* begin *
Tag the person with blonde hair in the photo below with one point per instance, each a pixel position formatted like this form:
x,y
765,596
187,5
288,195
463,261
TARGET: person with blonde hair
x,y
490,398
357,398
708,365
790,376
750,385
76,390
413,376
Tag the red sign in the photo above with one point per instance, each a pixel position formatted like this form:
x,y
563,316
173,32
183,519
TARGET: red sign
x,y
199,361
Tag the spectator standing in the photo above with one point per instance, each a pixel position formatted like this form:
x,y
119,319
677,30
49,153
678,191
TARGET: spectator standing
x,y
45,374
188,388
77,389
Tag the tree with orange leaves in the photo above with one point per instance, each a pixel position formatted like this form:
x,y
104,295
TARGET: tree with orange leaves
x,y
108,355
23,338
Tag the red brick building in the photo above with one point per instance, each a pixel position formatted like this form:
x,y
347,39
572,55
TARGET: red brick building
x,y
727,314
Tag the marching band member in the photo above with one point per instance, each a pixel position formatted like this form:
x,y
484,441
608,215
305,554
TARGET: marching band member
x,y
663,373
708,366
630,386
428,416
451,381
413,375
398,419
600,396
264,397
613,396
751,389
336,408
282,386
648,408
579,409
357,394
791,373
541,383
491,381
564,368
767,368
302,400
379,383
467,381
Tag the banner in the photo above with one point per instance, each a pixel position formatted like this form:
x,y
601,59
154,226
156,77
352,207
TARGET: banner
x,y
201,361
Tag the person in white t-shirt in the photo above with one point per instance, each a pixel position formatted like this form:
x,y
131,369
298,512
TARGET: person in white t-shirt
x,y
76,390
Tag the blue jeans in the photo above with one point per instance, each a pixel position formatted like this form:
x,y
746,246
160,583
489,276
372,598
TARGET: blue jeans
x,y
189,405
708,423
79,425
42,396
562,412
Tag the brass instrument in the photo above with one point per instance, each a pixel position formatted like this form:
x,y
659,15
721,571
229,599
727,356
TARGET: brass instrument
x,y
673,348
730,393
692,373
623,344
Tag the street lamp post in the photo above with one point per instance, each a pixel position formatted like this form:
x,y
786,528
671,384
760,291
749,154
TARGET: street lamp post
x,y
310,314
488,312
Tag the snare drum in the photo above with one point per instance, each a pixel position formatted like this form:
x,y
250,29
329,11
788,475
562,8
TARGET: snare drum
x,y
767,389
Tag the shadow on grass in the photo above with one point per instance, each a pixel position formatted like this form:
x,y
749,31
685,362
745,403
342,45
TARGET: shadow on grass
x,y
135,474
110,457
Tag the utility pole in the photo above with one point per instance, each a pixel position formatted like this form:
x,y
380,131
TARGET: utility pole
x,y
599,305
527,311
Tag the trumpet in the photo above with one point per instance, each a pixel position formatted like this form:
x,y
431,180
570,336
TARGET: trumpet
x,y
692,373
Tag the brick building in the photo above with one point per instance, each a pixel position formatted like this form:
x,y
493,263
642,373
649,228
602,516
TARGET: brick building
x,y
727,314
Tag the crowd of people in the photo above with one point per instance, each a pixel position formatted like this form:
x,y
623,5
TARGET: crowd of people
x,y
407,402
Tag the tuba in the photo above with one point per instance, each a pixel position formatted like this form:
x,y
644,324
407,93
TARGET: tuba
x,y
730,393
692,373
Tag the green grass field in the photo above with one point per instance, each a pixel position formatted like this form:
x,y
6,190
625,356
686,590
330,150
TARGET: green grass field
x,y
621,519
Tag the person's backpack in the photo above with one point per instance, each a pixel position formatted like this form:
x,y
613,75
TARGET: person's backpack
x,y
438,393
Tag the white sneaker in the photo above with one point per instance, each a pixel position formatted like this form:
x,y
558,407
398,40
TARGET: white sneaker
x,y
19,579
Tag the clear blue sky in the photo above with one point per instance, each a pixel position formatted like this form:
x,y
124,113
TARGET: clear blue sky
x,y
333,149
* end *
### [Aim]
Rewrite the lines from the one containing "Tag the clear" through the last line, putting "cloudless sky" in place of "clear blue sky" and leaving everything else unchanged.

### [Complete output]
Tag the cloudless sky in the photo above with one point per instance, each a pixel position formatted like this form:
x,y
124,113
TARGET: cloudless sky
x,y
333,149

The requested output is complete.